## Raw records

================================

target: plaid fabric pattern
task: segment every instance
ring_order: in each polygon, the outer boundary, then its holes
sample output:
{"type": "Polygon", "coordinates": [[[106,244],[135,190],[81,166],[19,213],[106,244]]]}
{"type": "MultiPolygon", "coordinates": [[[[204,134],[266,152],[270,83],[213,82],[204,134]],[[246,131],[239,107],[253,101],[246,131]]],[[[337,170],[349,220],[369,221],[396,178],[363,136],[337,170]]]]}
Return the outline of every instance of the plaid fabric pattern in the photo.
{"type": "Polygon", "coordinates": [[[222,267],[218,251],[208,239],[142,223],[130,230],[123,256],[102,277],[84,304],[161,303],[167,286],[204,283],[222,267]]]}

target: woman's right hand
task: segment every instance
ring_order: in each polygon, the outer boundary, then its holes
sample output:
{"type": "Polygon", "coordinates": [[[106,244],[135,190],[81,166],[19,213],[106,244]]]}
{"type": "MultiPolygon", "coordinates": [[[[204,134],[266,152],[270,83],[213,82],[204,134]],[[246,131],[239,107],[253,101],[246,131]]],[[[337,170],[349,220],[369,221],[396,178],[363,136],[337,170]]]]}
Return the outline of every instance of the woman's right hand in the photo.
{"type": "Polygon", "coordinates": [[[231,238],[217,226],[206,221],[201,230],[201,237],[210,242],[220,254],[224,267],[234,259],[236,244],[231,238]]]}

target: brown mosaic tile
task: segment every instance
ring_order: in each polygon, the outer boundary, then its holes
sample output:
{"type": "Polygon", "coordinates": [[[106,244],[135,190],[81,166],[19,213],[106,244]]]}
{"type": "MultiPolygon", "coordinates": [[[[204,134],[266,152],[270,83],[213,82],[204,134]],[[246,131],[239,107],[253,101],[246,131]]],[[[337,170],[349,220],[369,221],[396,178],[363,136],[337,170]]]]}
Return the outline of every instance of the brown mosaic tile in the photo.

================================

Revise the lines from the start through the one containing "Return the outline of every instance of the plaid", replacing "plaid fabric pattern" with "tartan fabric pattern" and leaving everything else unchanged.

## Solution for this exercise
target: tartan fabric pattern
task: segment every instance
ring_order: in each polygon, the outer boundary, then its holes
sample output:
{"type": "Polygon", "coordinates": [[[106,244],[135,190],[81,166],[19,213],[106,244]]]}
{"type": "MultiPolygon", "coordinates": [[[[204,134],[266,152],[270,83],[213,82],[204,134]],[[246,131],[239,107],[253,101],[246,131]]],[[[337,170],[349,220],[369,221],[396,178],[363,136],[337,170]]]]}
Return the outline of every instance of the tartan fabric pattern in the photo.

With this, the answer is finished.